In addition, if we conduct acquisitions using debt or equity securities, our
existing stockholders' investments may be diluted, which could affect the market
price of our stock.

INTERNATIONAL SALES AND OPERATIONS REPRESENT A SUBSTANTIAL PORTION OF OUR
REVENUE. OUR BUSINESS MAY BE HARMED DUE TO RISKS ASSOCIATED WITH INTERNATIONAL
SALES AND OPERATIONS.

In the first quarter of fiscal year 2003, based on the region where the customer
resides, 46% of our revenue was generated from international sales. We expect
that international sales will continue to represent a substantial portion of our
revenue for the foreseeable future. International sales are subject to a number
of risks, including:

28

o changes in government regulations;
o export license requirements;
o tariffs, taxes and trade barriers;
o fluctuations in currency exchange rates, which could cause our products to
become relatively more expensive to customers in a particular country and
lead to a reduction in sales in that country; longer collection and payment
cycles than those in the United States;
o difficulty in staffing and managing international operations; and
o political and economic instability, including military and terrorist
actions.

WE DEPEND ON NON-EXCLUSIVE LICENSES FOR SOME OF THE TECHNOLOGY WE USE WITH OUR
PRODUCTS.

We license technology on a non-exclusive basis from several companies for use
with our products and anticipate that we will continue to do so in the future.
For example, we license authentication and encryption technology from Certicom
Corporation, which we include in our XTNDConnect Server products. Our inability
to continue to license this technology, or to license other technology necessary
for use with our products, could result in the loss of, or delays in the
inclusion of, important features of our products or result in substantial
increases in royalty payments that we would have to pay pursuant to alternative
third-party licenses, any of which could harm our business. In addition, the
effective implementation of our products depends upon the successful operation
of licensed software in conjunction with our products. Any undetected errors in
products resulting from this licensed software may prevent the implementation or
impair the functionality of our products, delay new product introductions and
injure our reputation.

CURRENCY EXCHANGE RATE FLUCTUATIONS COULD CAUSE OUR OPERATING RESULTS TO
FLUCTUATE.

The transactions made through our subsidiaries in Canada, France, Germany,
Italy, the Netherlands and the United Kingdom are primarily denominated in local
currencies. Accordingly, these international operations expose us to currency
exchange rate fluctuations, which in turn could cause our operating results to
fluctuate when we translate revenue and expenses denominated in other currencies
into United States dollars.

From time to time, we enter into foreign currency forward contracts, typically
against the Canadian dollar, euro, and British pound sterling, to manage
currency fluctuations on payments and receipts of foreign currencies on
transactions with our international subsidiaries. The success of these currency
activities depends upon estimation of intercompany balances denominated in
various foreign currencies. To the extent that these forecasts are overstated or
understated during periods of currency volatility, we could experience
unanticipated currency gains or losses.

THE COMPLEX COMPUTER SOFTWARE PRODUCTS THAT WE PRODUCE MAY CONTAIN DEFECTS FOR
WHICH WE MAY BE LIABLE.

◆ **Rows**:
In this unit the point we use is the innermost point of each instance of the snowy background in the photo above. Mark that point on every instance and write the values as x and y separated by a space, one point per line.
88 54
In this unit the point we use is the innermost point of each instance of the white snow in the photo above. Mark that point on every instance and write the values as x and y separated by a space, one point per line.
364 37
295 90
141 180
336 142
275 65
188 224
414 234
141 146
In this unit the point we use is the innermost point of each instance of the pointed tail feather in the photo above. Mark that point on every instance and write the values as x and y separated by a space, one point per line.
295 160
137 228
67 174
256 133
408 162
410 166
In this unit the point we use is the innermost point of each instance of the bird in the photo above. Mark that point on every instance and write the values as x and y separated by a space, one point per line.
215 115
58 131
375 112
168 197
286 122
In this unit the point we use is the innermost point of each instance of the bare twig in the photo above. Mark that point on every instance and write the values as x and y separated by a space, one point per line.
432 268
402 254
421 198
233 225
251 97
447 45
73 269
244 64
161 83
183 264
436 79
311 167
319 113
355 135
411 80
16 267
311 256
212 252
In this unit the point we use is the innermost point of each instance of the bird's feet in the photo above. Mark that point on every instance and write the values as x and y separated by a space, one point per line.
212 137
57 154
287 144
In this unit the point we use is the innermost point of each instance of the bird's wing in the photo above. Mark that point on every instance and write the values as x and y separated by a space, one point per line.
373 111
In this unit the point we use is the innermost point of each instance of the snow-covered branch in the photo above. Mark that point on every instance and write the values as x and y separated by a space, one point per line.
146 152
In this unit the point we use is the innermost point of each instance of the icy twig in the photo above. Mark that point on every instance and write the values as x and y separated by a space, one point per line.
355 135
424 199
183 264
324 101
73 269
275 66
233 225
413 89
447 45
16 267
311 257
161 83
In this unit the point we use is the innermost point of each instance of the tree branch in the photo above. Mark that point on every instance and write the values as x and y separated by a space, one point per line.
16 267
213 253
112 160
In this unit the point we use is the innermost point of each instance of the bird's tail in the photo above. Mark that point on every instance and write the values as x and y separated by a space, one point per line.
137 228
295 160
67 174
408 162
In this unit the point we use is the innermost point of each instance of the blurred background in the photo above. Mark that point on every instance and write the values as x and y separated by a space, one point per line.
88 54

◆ **Tasks for this exercise**:
• 1. Please summarize the risk factors passage in two sentences.
• 2. Set down the part of the risk factors passage that begins at the words "From time to" and stops after the words "MAY BE LIABLE.".
The records are separate from the risk factors passage.

◆ **Expected answers**:
• 1. International sales produced 46% of revenue in the first quarter of fiscal year 2003, and they carry risks including changing government regulations, tariffs, currency fluctuations, difficulty managing foreign operations and political instability. The company also depends on non-exclusive technology licenses, such as authentication and encryption technology from Certicom Corporation, and its subsidiaries' local-currency transactions expose its operating results to exchange rate fluctuations.

• 2.
From time to time, we enter into foreign currency forward contracts, typically
against the Canadian dollar, euro, and British pound sterling, to manage
currency fluctuations on payments and receipts of foreign currencies on
transactions with our international subsidiaries. The success of these currency
activities depends upon estimation of intercompany balances denominated in
various foreign currencies. To the extent that these forecasts are overstated or
understated during periods of currency volatility, we could experience
unanticipated currency gains or losses.

THE COMPLEX COMPUTER SOFTWARE PRODUCTS THAT WE PRODUCE MAY CONTAIN DEFECTS FOR
WHICH WE MAY BE LIABLE.